━━ Fragmento del texto

Volviendo al silencio o mejor dicho, al silencio de lo callado, es esa experiencia la que nos permite superar parcialmente la brecha de una cultura, un idioma y una historia que puede sernos en buena parte extraña y ajena (la polaca), pero que nos indaga como sujetos vivientes y por lo tanto, históricos, en un lugar del mundo que todavía tiene muchas preguntas por hacerse y maneras de buscar cómo plantearlas más allá de los paradigmas conocidos y desgastados e incluso contraproducentes. Scott McCloud, continuador teórico de Eisner, hablaba de la historieta como un arte sinestésico (de hecho el subtítulo de Understanding Comics es The Invisible Art), dado que se trataría de una experiencia estética particular donde recomponemos de manera mental y abstracta aquellos sentidos que son la recomposición física de la realidad. Aunque, si bien se mira, mente y cuerpo son la misma cosa y como proponía Roger Chartier: todo lector (y todo espectador) lee/mira con el cuerpo.
En el cine el silencio nunca es total, teniendo en cuenta que no se trata una película muda, pero sin embargo existe, como existe el silencio en la vida cotidiana sin que uno tenga la necesidad de ser sordo. Esa sinestesia se vuelve ejercicio de memoria histórica: ¿qué entiende uno en esos vacíos, esos gaps, las brechas que dejan las escenas entre sí y los cuerpos entre sí? ¿Cómo las llenamos? ¿Tenemos que hacerlo, podemos hacerlo? Ida es un gran interrogante respecto a eso. No nos muestra la tragedia en el momento mismo de su factura (pongamos la imagen de Auschwitz como figura conocida), sino sus pliegues, sus ecos, ahí donde hay más para escuchar que para decir. Sus silencios, en concreto, que se vuelven grito aunque nadie grite, y que nos ilumina hasta el punto de cegarnos.
Coda: En una escena maravillosa, Ida camina silenciosa al bar donde los músicos que han terminado de tocar disfrutan de un momento para sí. Están tocando “Naima” de John Coltrane (que sirve de sutil referencia temporal: el disco Giant Steps es de 1960). Es otro momento silencioso donde sólo hay lugar para la música y las miradas, sobre todo la de la joven que se va despidiendo del mundo de la carne y el deseo en su paso previo al matrimonio con Dios, y que mira al saxofonista con su cuerpo que aún no ha sido descubierto ni por ella misma. No está mal, pienso, que si uno quiere despedirse del mundo carnal, lo haga escuchando a Coltrane. Es parte de una experiencia religiosa.

━━━━
━━ Información registrada

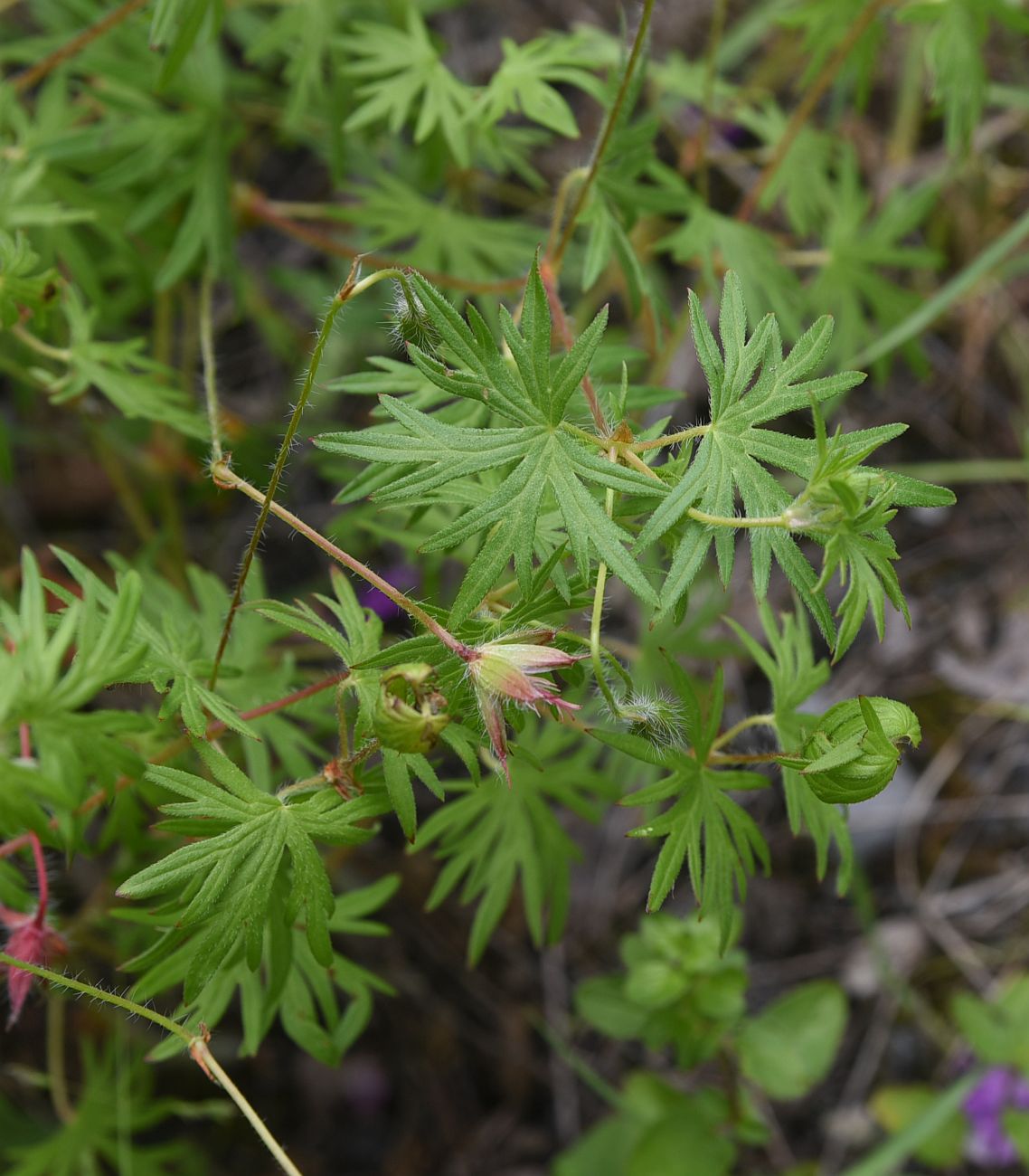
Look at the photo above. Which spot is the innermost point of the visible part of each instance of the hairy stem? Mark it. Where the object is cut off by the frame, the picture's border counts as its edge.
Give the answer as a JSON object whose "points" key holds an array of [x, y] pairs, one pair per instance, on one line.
{"points": [[826, 75], [731, 733], [341, 297], [194, 1043], [605, 139], [225, 478], [598, 611], [550, 279], [253, 204], [210, 369], [741, 521], [212, 732]]}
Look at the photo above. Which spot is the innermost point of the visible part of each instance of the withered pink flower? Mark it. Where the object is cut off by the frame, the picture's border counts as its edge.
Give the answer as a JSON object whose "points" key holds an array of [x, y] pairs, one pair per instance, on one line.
{"points": [[33, 941], [508, 670], [31, 937]]}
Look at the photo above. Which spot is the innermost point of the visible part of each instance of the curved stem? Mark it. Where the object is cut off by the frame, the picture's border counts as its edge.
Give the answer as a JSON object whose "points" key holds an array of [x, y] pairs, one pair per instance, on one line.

━━━━

**Tu tarea**
¿Puedes reescribir el tramo del texto sobre el silencio en Ida que va desde "En el cine el" hasta "punto de cegarnos.", renombrando "película" como "cinta"?

**Solución propuesta**
En el cine el silencio nunca es total, teniendo en cuenta que no se trata una cinta muda, pero sin embargo existe, como existe el silencio en la vida cotidiana sin que uno tenga la necesidad de ser sordo. Esa sinestesia se vuelve ejercicio de memoria histórica: ¿qué entiende uno en esos vacíos, esos gaps, las brechas que dejan las escenas entre sí y los cuerpos entre sí? ¿Cómo las llenamos? ¿Tenemos que hacerlo, podemos hacerlo? Ida es un gran interrogante respecto a eso. No nos muestra la tragedia en el momento mismo de su factura (pongamos la imagen de Auschwitz como figura conocida), sino sus pliegues, sus ecos, ahí donde hay más para escuchar que para decir. Sus silencios, en concreto, que se vuelven grito aunque nadie grite, y que nos ilumina hasta el punto de cegarnos.